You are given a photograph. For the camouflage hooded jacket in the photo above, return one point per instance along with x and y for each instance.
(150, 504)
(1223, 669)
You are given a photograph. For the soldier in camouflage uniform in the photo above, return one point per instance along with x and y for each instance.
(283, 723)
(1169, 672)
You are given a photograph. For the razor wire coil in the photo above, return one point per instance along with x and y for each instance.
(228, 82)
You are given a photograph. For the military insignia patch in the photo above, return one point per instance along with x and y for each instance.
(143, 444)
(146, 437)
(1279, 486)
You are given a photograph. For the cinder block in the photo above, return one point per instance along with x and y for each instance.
• • •
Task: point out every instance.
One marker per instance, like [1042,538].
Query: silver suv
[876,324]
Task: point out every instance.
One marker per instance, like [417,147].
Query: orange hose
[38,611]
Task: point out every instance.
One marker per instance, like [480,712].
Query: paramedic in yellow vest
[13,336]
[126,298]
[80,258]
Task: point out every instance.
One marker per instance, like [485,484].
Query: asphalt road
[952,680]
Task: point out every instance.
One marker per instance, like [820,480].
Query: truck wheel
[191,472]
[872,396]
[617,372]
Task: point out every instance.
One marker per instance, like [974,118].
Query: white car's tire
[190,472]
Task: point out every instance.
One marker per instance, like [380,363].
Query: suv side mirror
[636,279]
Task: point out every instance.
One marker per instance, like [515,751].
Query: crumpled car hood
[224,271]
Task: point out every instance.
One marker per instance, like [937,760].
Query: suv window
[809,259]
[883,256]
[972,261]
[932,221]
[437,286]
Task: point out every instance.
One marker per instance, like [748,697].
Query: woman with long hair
• • •
→ Exercise prompt: Among the entries above, count every line containing the string "marker". Your reply must be that number alone.

→ Output below: 10